__SOURCE DOCUMENT__.
Oh yes, yes! I remember Inspector Mhatre... His kid was in kindergarten with me.{Rolling eyes}

Bored cop looks at our bemused faces and then on an impulse decides to rephrase his sentence, “The policeman in the cubicle on the left end of the room, Maam”
We ‘Thank You’d’ in tandem and walked to meet Inspector Mhatre. He was busy on the phone talking nineteen  to the dozen in Marathi: a language Beverly can come to terms with after grappling with a sentence or two per second and a language that is as alien to me as being overweight is to a model. Inspector Mhatre smiled at us mouthed ‘cell phone’ and then gestured us to the other end of the long rectangular room. He smiled once again, held the phone a few inches away from his ear and yelled out loudly

“Shinde, Ya  Madamcha mobile missing ahey. Tyachi complaint londavaychi ahey” {Ma’am has lost her phone. Lodge her complaint}

Constable Shinde escorted us to the far end of the room and sat us down on two identical, thankfully not battered plastic lawn chairs. He removed huge horn-rimmed glasses from his breast-pocket and fixed them onto the bridge of his nose. I felt like we were in an eighties Bollywood movie; the aggrieved female leads about to file a complaint and cops who weren’t the least interested about what we had to say. But I was wrong, they were interested.

(Outline labeling records)
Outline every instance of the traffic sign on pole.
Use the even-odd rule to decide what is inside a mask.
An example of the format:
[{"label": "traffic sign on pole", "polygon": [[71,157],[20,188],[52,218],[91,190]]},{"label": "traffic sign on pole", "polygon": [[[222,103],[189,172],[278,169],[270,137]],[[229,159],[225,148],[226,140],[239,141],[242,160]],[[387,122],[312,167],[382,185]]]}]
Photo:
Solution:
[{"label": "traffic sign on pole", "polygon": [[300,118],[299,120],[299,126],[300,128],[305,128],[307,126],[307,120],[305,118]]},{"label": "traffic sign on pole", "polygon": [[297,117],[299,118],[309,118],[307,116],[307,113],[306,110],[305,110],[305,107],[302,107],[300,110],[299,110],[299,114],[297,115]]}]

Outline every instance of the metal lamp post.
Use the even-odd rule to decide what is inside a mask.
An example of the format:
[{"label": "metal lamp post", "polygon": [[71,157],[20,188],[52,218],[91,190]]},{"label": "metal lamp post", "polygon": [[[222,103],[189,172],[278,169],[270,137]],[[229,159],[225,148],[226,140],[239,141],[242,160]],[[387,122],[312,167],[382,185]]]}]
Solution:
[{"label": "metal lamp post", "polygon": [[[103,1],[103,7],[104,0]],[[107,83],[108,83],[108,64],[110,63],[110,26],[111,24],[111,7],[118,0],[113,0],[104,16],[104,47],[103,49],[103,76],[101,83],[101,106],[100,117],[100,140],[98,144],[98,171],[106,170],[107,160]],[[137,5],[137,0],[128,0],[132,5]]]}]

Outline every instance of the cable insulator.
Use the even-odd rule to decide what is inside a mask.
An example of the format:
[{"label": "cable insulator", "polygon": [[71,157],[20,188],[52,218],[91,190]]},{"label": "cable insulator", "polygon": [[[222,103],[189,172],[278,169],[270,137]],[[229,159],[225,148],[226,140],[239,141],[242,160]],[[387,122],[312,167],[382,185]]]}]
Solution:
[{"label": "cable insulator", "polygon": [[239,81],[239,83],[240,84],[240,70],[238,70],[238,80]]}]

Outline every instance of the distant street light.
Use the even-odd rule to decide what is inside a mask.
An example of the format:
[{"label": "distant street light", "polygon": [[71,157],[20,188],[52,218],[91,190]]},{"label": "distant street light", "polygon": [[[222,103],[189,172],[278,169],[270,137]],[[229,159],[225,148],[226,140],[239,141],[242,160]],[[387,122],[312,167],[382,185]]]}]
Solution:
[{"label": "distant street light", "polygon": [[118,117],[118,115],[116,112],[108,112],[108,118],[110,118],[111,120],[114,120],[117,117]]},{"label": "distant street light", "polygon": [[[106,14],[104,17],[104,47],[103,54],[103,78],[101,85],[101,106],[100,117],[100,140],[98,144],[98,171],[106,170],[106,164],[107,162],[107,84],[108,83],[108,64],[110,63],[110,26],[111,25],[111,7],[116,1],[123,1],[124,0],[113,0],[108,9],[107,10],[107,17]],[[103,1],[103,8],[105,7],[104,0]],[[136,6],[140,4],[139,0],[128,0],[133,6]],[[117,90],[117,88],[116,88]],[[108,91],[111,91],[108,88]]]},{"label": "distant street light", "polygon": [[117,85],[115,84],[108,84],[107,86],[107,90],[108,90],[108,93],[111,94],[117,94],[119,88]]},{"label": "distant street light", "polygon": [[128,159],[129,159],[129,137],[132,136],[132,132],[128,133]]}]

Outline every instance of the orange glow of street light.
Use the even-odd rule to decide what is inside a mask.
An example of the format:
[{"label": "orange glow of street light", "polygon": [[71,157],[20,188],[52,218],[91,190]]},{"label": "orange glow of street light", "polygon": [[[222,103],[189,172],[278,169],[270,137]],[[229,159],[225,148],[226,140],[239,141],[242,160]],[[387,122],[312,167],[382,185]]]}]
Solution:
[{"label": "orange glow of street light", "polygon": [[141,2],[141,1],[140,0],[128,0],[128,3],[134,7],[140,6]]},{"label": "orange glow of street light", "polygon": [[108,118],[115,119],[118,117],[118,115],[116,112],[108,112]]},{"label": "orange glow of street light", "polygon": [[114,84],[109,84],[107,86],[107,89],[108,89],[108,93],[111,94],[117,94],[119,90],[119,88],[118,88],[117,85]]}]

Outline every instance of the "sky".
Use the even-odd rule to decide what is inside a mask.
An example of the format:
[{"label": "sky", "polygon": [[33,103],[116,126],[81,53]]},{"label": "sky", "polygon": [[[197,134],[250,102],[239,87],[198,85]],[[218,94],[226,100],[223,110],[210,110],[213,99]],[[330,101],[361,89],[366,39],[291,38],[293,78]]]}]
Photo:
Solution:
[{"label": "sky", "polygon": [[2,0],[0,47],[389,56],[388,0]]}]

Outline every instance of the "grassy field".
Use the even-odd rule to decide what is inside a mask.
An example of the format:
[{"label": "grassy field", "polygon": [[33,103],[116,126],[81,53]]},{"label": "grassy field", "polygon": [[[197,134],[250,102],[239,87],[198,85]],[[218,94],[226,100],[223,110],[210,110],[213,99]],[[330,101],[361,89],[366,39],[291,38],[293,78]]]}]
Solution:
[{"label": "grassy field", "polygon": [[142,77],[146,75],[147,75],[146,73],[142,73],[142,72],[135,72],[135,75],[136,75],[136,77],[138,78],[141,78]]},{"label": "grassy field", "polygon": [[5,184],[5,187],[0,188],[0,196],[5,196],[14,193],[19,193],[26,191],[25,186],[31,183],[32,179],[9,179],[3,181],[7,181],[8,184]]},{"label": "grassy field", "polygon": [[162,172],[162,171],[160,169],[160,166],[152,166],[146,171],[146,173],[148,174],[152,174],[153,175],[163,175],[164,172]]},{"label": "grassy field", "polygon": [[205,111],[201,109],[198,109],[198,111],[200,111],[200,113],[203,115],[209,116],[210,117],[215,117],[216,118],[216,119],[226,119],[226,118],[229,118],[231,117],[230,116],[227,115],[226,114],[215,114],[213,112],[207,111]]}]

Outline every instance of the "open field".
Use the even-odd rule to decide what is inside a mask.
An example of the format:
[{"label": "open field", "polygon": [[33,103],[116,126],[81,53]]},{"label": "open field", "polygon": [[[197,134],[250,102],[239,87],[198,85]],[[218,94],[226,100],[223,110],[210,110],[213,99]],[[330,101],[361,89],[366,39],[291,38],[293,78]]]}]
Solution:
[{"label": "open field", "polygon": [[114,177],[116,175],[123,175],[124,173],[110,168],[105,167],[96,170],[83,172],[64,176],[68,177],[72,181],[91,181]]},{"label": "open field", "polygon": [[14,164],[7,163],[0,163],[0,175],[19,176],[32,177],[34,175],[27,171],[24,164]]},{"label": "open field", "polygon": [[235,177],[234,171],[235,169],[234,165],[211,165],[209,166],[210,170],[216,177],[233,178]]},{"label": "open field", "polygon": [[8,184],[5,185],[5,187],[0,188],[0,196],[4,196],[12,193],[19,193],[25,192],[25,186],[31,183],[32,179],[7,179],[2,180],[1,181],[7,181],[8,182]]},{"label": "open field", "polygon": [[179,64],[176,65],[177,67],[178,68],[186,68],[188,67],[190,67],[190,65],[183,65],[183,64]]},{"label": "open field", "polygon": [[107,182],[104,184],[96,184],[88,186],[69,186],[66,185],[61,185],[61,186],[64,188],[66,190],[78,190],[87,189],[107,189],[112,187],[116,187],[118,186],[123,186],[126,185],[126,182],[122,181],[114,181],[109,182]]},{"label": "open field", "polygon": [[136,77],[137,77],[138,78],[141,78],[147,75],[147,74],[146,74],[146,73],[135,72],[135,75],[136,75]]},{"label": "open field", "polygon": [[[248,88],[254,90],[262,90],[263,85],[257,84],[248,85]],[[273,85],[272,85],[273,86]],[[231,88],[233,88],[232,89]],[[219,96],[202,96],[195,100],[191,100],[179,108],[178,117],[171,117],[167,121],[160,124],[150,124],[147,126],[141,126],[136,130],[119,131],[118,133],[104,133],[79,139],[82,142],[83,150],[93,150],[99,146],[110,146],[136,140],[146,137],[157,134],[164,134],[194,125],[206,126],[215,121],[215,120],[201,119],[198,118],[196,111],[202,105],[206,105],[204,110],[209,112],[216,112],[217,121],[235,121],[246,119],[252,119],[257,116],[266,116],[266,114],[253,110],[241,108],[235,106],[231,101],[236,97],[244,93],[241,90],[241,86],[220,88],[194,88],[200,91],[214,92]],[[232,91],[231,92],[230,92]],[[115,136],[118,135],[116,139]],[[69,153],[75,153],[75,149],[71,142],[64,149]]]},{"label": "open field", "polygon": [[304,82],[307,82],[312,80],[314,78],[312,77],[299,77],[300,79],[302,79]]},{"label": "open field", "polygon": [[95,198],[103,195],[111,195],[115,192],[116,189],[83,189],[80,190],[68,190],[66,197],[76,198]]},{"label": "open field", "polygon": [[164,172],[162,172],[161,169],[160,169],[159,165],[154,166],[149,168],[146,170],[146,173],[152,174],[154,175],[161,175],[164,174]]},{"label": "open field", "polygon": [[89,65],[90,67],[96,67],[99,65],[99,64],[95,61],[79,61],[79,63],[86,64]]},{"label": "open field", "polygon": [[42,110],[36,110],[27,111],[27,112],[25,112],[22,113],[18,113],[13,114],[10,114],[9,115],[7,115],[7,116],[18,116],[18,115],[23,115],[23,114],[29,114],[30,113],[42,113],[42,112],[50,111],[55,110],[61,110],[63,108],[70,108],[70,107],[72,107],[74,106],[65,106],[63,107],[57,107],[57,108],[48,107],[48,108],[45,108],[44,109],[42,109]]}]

__REQUIRED ACTIONS__.
1. Reproduce the police station passage from "Constable Shinde escorted" to "they were interested.".
2. List every person mentioned by name in the police station passage.
3. Answer these questions from the police station passage:
(a) What language was Inspector Mhatre speaking on the phone?
(b) What did Constable Shinde seat the two visitors on?
(c) Where did Constable Shinde take his glasses from?

__TASK-BY-TASK SOLUTIONS__.
1.
Constable Shinde escorted us to the far end of the room and sat us down on two identical, thankfully not battered plastic lawn chairs. He removed huge horn-rimmed glasses from his breast-pocket and fixed them onto the bridge of his nose. I felt like we were in an eighties Bollywood movie; the aggrieved female leads about to file a complaint and cops who weren’t the least interested about what we had to say. But I was wrong, they were interested.

2.
Inspector Mhatre
Beverly
Constable Shinde

3.
(a) Marathi
(b) Two identical, thankfully not battered plastic lawn chairs
(c) His breast pocket